▶ TAREAS A REALIZAR:
1. Indique si cada afirmación coincide con el fragmento sobre Marx y responda sí o no, citando literalmente las palabras del fragmento que lo deciden: (a) Marx dejó muchos flancos abiertos. (b) Consolidar los puntos débiles no requiere ningún esfuerzo. (c) Las lagunas de Marx podrían dar pie a muchos centenares de ideas.
2. Prolongue el fragmento sobre Marx a partir de su última oración, con un párrafo que mantenga el mismo tono y punto de vista.

Al igual que otros muchos autores y autoras, no
cabe duda de que Marx dejó muchos flancos abiertos. Estos puntos débiles deben
contemplarse como un reto para el lector de consolidarlos con sus propios
pensamientos y los argumentos resultantes. Esto requiere cierto esfuerzo, por
mucho que las lagunas que dejó Marx encierren tanto potencial que podrían dar
pie a muchos centenares de ideas. Pero nadie cultiva estas creaciones en una
época en que el presidente de un falso país ordena incursiones aéreas muy
reales y mortíferas a golpe de Twitter por debajo del umbral de reflexión, y
cuando, de modo menos escandaloso, la crítica de ideas, incluso de teorías
elaboradas para las que Marx aportó una base científica y muchos ejemplos, pasa
a formar parte de un oportunismo promocional adaptado afirmativamente, o cuando
algún periodista insensato de un periódico respetado se propone la misión
imposible de descubrir errores.

▶ INFORMACIÓN PROPORCIONADA:

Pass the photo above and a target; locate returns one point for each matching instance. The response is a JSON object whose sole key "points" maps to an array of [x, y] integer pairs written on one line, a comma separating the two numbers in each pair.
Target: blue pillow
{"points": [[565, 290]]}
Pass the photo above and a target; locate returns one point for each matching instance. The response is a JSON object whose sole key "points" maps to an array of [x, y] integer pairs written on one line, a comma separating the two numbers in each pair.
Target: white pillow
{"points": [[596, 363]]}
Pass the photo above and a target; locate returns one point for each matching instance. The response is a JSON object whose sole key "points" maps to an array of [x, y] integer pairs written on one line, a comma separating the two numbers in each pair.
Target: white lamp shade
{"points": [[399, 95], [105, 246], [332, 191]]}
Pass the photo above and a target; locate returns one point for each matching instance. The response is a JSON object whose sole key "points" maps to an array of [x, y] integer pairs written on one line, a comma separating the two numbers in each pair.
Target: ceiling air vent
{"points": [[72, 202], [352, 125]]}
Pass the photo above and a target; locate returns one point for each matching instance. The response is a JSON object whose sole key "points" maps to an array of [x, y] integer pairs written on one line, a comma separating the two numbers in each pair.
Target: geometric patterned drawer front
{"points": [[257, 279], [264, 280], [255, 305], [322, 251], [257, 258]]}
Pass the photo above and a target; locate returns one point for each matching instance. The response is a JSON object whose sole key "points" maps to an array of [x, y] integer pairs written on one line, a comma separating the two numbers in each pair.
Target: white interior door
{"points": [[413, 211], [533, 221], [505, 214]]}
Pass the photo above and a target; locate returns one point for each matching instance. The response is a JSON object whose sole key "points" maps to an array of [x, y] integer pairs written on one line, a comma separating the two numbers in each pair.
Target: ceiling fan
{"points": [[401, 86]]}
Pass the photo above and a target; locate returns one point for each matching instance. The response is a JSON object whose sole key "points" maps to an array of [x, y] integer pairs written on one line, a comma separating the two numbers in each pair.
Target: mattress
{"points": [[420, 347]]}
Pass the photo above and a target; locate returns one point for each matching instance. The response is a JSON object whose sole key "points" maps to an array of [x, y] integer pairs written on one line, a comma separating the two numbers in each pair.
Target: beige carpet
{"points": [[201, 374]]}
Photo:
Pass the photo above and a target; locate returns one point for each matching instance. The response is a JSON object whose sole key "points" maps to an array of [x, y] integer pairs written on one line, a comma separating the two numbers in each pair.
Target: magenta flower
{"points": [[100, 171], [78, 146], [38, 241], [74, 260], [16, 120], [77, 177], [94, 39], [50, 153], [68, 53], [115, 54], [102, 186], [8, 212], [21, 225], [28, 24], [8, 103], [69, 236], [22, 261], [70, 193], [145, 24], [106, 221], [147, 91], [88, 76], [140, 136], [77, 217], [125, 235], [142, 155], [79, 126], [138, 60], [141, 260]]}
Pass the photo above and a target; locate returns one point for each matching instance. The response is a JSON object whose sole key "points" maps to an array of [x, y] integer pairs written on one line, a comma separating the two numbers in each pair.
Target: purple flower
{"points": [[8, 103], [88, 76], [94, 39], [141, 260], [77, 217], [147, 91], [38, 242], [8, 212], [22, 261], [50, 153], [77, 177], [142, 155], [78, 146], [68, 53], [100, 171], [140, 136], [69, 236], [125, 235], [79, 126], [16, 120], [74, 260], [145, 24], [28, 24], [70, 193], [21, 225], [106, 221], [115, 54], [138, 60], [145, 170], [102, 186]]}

▶ RESULTADOS POR TAREA:
1.
(a) Sí: "Marx dejó muchos flancos abiertos".
(b) No: "Esto requiere cierto esfuerzo".
(c) Sí: "podrían dar pie a muchos centenares de ideas".

2.
Nos referimos a Marx del mismo modo en que nos
referimos a otras mentes preclaras que han impartido conocimientos
indispensables para responder a los enigmas irresueltos en nuestra labor
actual. Ni siquiera podemos nombrar a todas ellas porque algunas se han
convertido en una segunda naturaleza y parte del discurso cotidiano, hasta el
punto de que nos extrañamos cuando alguien menciona la autoría de algún
pensamiento o dicho familiar; por ejemplo, que los economistas son gente que
sabe el precio de todo, pero el valor de nada. Esto lo dijo Oscar Wilde, quien
a todas luces, como poeta, lo sabía mejor que el club de premios Nobel de
economía que se reúnen regularmente en Lindau para reflexionar sobre sí mismos
en plan narcisista.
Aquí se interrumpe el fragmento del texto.